Directive
Rewrite all the data below as a numbered list, one line per item, and leave out any blank lines.

Stored records
-.-.-

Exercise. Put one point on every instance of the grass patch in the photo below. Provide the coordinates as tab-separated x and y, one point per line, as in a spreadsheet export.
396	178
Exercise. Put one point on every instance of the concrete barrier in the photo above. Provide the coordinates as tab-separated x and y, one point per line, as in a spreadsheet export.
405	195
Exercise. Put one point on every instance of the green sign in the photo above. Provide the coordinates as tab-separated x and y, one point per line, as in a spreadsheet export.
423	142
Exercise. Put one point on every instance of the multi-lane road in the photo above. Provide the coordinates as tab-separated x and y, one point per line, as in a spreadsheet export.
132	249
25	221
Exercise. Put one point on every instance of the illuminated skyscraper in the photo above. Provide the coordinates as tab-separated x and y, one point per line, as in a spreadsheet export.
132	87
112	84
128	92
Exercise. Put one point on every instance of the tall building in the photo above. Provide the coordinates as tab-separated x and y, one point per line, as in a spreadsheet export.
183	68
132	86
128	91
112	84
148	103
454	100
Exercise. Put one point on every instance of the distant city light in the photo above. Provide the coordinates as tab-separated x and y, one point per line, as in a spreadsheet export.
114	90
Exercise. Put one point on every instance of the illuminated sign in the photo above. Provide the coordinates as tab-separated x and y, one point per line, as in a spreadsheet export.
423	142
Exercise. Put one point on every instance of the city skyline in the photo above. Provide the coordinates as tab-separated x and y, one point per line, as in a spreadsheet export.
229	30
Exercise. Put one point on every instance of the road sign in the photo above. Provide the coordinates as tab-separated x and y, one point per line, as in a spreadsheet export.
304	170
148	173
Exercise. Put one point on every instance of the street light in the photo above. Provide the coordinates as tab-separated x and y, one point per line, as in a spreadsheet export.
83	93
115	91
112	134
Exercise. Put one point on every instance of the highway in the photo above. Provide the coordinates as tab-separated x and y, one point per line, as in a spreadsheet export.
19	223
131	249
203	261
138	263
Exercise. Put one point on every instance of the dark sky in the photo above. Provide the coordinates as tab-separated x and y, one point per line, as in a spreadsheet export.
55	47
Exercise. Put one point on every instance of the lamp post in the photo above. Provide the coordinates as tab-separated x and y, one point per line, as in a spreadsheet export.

-.-.-

Full output
1. Exercise. Put one point on every instance of the grass patch in the photo below. Provide the coordinates as tab-separated x and y, one point per line, as in a spreadsheet export.
2. 396	178
3. Exercise. Put one point on every instance of the concrete barrier in the photo above. Provide the coordinates as tab-separated x and y, one point per line, as in a spreadsheet export.
4. 405	195
5. Exercise. Put one point on every instance of the green sign in the photo above. Provide the coordinates as tab-separated x and y, one point per line, as in a spreadsheet export.
6. 423	142
7. Exercise. Put one point on every instance of the multi-lane road in the photo above. Provide the coordinates as tab-separated x and y, one point per line, as in a spreadsheet export.
8. 132	249
9. 25	221
10. Exercise. Put one point on every instance of the illuminated skyscraper in the photo above. Provide the coordinates as tab-separated x and y, one point per line, as in a spreadsheet export.
11. 132	87
12. 112	84
13. 128	92
14. Exercise. Put one point on every instance of the tall building in the photo above. Provide the coordinates as tab-separated x and y, one point per line, as in a spreadsheet export.
15. 183	68
16. 132	86
17. 128	91
18. 112	84
19. 148	103
20. 454	100
21. Exercise. Put one point on every instance of the distant city light in the photo above. Provide the coordinates as tab-separated x and y, one point per line, as in a spreadsheet export.
22. 114	90
23. Exercise. Put one point on every instance of the illuminated sign in the photo above. Provide the coordinates as tab-separated x and y, one point per line, as in a spreadsheet export.
24. 423	142
25. Exercise. Put one point on every instance of the city skyline in the photo above. Provide the coordinates as tab-separated x and y, one point per line, as in a spreadsheet export.
26. 229	30
27. Exercise. Put one point on every instance of the road sign in the photo above. Provide the coordinates as tab-separated x and y, one point per line, as in a spreadsheet export.
28. 304	170
29. 148	173
30. Exercise. Put one point on every instance of the street light in the photo above. Provide the coordinates as tab-separated x and y, one point per line, as in a spreadsheet export.
31. 83	93
32. 115	91
33. 112	134
34. Exercise. Put one point on every instance of the highway in the photo above. Provide the coordinates as tab-separated x and y, one point per line, as in a spreadsheet export.
35. 19	223
36. 131	249
37. 203	261
38. 138	263
39. Exercise. Put one point on every instance of the dark sky in the photo above. Provide the coordinates as tab-separated x and y, one point per line, as in a spreadsheet export.
40. 55	47
41. Exercise. Put one point on every instance of the lamp post in the photo above. Provide the coordinates as tab-separated x and y, one point per line, as in a spreadsheet export.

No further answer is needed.